*SELECTED EXTRACT:*
◆ ◆ ◆
Regular readers of the blog will know how much I really like visiting Derbyshire, and Cromford in particular. Last year, I went there twice; in February on a cold and dull day, and again in September on a warm and sunny day.
Today, Thursday 10th September, it was a cloudy day, but not too cold. I started off the journey, as ever, at Burton on Trent station. I almost missed the train up to Derby, as it arrived just minutes after I got onto the platform. I rode the train up to Derby, where I found my way to platform 4a for my train up to Cromford.
The train shuddered its way up the Derwent Valley line, through Duffield, Belper, Ambergate and Whatstandwell, and on to Cromford. I left the train there, along with one other passenger, then I walked down the hill near the station to the village itself. My first port of call was to be Masson Mills, which is just north of Cromford, on the way to Matlock Bath.
Masson Mill was the third mill built by Richard Arkwright, who built the famous mill at Cromford. It was built next to the River Derwent to make use of the river’s water flow to power a mill wheel, which gave power to the mill. It was used to produce cotton until it stopped in 1991, after more than 200 years in operation. In 1995, hydroelectric generators were installed at the mill, which use the power of the River Derwent to generate electricity for the site. Upon closure, the mill became a working museum and retail outlet. I couldn’t visit it today, because it has been closed since March. You know why.
Moving on, I headed back to Cromford the same way I came up to the mill. My next port of call was a familiar one to me; Cromford Canal Wharf. I walked the Cromford Canal last year from Whatstandwell up to Cromford, and this time I was going to tackle the High Peak Trail, a walking and cycling trail which incorporates the former Cromford & High Peak railway, which was a railway used to carry goods and minerals between Cromford and Whaley Bridge from 1831 until it closed in 1967.
In spite of the lack of sunshine, the wharf was busy with tourists and walkers enjoying food and drink at the cafe. I got on to the canal towpath and headed towards High Peak Junction, just a mile or so down the towpath. Social distancing was a bit difficult due to the narrow towpath, but people seemed to be politely making way for others to pass them on the path.
I eventually reached High Peak Junction. I knew I was nearly there because of the smell from the sewage works next to it. I had a bit of a look around before making my way up the biggest hill I have ever climbed.
◆ ◆ ◆
*COLLECTED MATERIAL:*
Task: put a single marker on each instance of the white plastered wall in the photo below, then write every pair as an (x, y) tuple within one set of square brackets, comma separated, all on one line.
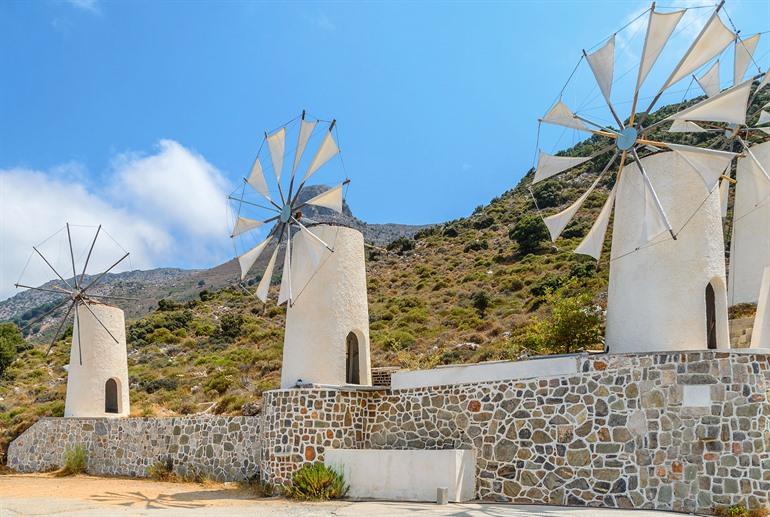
[(656, 299), (760, 334), (329, 303), (750, 242), (103, 359)]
◆ ◆ ◆
*YOUR INSTRUCTIONS:*
Reproduce the passage of the Cromford blog post from "In spite of" to "have ever climbed.". The material comes from a separate source.

*OUTPUT FOR THIS TASK:*
In spite of the lack of sunshine, the wharf was busy with tourists and walkers enjoying food and drink at the cafe. I got on to the canal towpath and headed towards High Peak Junction, just a mile or so down the towpath. Social distancing was a bit difficult due to the narrow towpath, but people seemed to be politely making way for others to pass them on the path.
I eventually reached High Peak Junction. I knew I was nearly there because of the smell from the sewage works next to it. I had a bit of a look around before making my way up the biggest hill I have ever climbed.